**Short exercise:** Pick out every line of the material below that contains the string "faucet", and copy each one. Treat uppercase and lowercase as different.

Entries from a pointing dataset:

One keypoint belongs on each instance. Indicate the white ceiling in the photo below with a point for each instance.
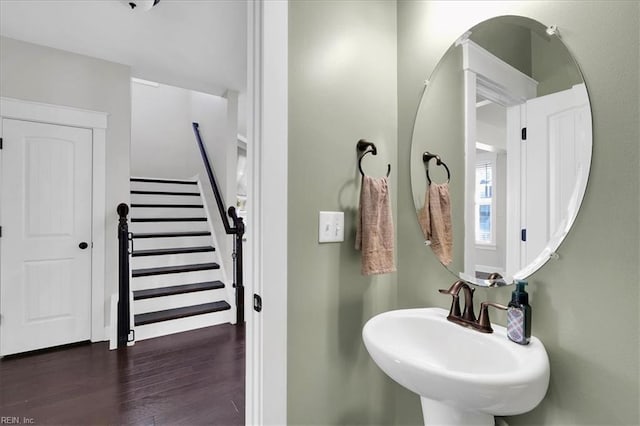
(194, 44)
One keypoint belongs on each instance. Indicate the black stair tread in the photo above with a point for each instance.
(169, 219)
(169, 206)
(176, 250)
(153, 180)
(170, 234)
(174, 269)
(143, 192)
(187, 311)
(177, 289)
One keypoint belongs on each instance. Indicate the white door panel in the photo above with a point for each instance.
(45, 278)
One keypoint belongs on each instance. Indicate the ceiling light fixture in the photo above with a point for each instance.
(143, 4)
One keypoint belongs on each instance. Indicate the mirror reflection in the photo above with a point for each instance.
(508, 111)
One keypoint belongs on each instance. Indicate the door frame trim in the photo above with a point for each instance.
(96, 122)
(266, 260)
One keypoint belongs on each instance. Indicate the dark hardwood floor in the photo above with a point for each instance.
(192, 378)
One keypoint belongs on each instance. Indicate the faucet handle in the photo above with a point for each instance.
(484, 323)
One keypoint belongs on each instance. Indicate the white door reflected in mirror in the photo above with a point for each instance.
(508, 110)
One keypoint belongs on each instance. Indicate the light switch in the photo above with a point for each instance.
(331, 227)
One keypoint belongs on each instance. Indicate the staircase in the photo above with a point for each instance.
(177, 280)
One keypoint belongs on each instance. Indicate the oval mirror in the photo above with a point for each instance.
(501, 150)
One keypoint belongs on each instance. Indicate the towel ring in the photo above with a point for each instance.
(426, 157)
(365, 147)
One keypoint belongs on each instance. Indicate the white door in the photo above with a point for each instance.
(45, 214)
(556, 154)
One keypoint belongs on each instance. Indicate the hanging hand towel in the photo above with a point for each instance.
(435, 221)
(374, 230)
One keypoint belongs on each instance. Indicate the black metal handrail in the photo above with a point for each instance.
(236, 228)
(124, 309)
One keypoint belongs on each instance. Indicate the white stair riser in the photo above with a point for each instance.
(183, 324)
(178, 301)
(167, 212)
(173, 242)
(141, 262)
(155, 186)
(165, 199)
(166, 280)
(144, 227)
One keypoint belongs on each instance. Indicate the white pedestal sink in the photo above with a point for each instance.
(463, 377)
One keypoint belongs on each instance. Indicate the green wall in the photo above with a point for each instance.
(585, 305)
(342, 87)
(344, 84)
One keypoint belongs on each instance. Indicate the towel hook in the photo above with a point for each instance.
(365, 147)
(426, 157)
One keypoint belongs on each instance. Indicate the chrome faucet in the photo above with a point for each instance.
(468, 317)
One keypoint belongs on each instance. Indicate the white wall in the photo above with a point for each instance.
...
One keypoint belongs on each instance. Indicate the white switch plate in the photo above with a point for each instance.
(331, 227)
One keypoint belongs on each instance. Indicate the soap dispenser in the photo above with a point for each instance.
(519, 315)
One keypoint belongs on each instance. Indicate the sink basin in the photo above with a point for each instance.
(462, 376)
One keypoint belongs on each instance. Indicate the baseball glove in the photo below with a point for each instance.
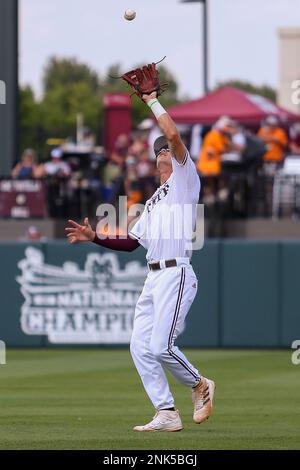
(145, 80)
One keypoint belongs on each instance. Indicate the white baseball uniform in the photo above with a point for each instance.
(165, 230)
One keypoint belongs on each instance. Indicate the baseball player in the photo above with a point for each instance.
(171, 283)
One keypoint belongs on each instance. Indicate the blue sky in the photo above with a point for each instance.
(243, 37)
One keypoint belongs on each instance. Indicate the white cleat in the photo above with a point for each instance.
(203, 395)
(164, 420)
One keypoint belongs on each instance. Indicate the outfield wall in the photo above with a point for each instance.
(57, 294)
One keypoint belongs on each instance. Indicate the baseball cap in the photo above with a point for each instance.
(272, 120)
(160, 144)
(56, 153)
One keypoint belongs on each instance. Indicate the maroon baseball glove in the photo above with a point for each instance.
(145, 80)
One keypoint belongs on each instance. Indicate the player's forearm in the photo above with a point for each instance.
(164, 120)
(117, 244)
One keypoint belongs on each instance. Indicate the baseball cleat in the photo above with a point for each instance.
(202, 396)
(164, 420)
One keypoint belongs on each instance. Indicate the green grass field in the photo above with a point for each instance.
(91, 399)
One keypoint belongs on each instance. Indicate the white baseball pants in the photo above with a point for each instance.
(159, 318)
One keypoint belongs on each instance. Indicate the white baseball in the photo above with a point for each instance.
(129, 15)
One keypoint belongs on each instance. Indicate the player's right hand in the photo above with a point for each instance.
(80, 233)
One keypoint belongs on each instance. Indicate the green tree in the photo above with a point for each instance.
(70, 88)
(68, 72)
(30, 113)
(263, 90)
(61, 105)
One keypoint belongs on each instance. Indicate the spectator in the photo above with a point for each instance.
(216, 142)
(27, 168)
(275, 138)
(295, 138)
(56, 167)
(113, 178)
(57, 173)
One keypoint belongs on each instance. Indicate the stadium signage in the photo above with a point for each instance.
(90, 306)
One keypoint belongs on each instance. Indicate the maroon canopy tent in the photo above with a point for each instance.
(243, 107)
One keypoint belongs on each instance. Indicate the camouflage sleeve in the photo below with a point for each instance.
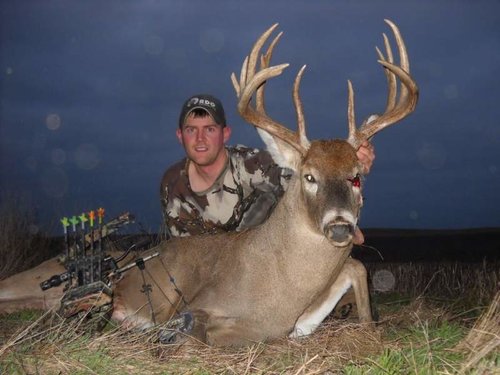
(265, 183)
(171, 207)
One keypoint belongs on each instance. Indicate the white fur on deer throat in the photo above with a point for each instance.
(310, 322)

**Answer to the exercise:**
One keypoint belongs on each instance. Indicate the faucet handle in the photo above with a point for each instance.
One keypoint belongs on each instance. Indicate the chrome faucet in the photo above with a point for each instance.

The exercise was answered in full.